(PROBLEM)
Rewrite the records starting at the line that contains "Target: black bowl of tomato salad" and ending at the end of the records, with "Annotate" replaced by "Mark" and everything else unchanged.

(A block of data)
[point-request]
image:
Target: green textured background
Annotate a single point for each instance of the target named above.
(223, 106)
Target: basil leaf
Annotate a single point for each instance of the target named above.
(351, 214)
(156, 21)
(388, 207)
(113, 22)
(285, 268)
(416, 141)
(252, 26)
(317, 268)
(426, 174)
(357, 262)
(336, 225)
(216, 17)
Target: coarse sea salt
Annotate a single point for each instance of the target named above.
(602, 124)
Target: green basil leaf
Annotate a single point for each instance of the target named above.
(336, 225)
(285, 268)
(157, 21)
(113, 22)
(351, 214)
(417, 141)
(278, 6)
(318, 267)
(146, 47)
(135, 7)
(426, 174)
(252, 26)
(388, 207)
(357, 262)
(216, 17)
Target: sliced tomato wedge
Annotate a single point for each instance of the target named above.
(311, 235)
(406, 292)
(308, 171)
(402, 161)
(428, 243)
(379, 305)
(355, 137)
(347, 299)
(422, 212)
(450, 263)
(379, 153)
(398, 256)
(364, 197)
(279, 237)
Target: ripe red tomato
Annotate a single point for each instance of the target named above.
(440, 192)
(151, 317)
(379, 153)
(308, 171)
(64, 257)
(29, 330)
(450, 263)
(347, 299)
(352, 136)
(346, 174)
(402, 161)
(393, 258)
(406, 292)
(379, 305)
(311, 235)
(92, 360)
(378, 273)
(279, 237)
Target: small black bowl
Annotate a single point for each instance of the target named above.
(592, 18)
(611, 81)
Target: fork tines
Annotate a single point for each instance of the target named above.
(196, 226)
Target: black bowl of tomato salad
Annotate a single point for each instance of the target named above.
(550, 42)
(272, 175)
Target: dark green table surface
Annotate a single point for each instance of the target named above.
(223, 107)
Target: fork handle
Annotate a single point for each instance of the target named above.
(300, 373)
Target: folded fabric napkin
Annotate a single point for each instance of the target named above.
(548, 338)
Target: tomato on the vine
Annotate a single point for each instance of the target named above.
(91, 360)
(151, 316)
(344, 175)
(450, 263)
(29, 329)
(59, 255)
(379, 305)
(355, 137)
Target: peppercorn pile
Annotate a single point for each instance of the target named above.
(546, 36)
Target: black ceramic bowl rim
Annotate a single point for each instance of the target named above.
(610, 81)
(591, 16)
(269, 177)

(SOLUTION BELOW)
Target: black bowl of tomato salad
Mark a single point for each instance of the target named above.
(550, 42)
(272, 175)
Target: dark green table surface
Mark a single point for each instance of the target named above.
(223, 107)
Target: fork handle
Mark a single point for each instance of the target named above.
(300, 373)
Target: folded fabric napkin
Mark a single point for each instance of the target named above.
(548, 338)
Target: tomato on the vine
Mark a single point for each instance of the target named above.
(91, 360)
(151, 316)
(344, 175)
(450, 263)
(29, 329)
(59, 255)
(379, 305)
(355, 137)
Target: peppercorn pile
Mark a single point for each instance of the target named above.
(546, 36)
Target: black ceramic bowl rim
Mark a single point for each instance of the target named above.
(610, 81)
(591, 16)
(269, 177)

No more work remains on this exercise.